# [Exercise]
Write out all of the lines below, exactly and completely.
* Start Data *
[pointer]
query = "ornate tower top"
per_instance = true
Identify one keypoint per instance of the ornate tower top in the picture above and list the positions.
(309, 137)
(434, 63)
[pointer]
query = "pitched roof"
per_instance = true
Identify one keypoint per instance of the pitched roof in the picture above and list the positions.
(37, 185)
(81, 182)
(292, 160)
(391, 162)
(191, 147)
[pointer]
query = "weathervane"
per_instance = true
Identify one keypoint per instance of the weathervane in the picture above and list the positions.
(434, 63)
* End Data *
# [Expected answer]
[pointer]
query = "ornate tower top"
per_instance = true
Identify one keypoint per instance of the ornate tower top in the picture above and list the positions.
(309, 137)
(434, 63)
[pointer]
query = "pitched roof"
per_instance = true
Identify one keypoint per instance of the pitched roof in the picture above and list the positions.
(37, 185)
(81, 182)
(292, 160)
(391, 162)
(191, 147)
[pointer]
query = "weathervane"
per_instance = true
Identify one keypoint per instance of the weathervane in the picture above and list the positions.
(434, 63)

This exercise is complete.